▶ _Task description_
Decide whether each statement agrees with the text on product-safety recalls, answering yes or no and quoting the deciding words. (a) In 2010 the Food and Drug Administration issued more than 235 recalls for food products. (b) Mattel's recall covered fewer than 5 million toys. (c) According to Professor Fangruo Chen, tracing a problem to its source is always the best way to maximize product quality.

▶ _Selected text_
The slew of product-safety recalls in recent years has put consumers and manufacturers on high alert. In 2010 alone, the Food and Drug Administration issued more than 235 recalls for food products contaminated by bacteria or allergens, including the largest recall of table eggs in US history after a salmonella e. outbreak infected at least 1,900 people. At least 81 deaths were linked to contaminated heparin in 2007, a blood-thinning drug manufactured in China by the Baxter Healthcare Corporation. That same year, toymaker Mattel issued a massive recall of more than 10 million Chinese-made toys, including popular Barbie and Fisher-Price items that contained lead paint and tiny magnets.
In an international manufacturing process incorporating a global supply chain with many different players, tracing a potentially dangerous problem back to its source can be exceptionally challenging. This is especially true because even a single part can have multiple suppliers. While many companies have implemented tracking systems to identify the supply-side source of quality breakdowns, tracing a problem to its source is not only impossible for some products, but not always the best way to maximize product quality or profit, according to Professor Fangruo Chen.

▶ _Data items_
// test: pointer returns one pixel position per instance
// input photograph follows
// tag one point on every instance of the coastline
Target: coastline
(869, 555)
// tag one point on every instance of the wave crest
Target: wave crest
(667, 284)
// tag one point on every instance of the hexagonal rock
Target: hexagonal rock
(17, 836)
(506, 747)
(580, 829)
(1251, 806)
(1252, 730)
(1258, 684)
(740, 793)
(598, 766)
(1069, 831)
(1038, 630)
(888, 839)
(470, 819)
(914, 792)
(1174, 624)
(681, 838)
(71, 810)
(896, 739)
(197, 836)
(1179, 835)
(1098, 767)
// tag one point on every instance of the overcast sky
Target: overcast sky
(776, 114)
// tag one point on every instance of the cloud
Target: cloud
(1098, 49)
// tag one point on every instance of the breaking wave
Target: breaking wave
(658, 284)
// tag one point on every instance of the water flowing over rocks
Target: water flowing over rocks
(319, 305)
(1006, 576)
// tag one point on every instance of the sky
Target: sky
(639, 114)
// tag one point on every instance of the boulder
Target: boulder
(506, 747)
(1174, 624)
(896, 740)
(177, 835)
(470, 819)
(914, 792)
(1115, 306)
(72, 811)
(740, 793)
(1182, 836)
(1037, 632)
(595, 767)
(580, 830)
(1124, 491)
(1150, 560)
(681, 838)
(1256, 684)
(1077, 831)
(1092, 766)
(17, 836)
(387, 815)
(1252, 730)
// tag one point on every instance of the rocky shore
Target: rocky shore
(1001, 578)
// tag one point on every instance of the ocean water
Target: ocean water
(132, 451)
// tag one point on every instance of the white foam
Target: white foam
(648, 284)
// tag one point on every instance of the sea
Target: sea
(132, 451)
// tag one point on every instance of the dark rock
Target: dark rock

▶ _Task response_
(a) Yes: "In 2010 alone, the Food and Drug Administration issued more than 235 recalls for food products contaminated by bacteria or allergens"
(b) No: "a massive recall of more than 10 million Chinese-made toys"
(c) No: "not always the best way to maximize product quality or profit"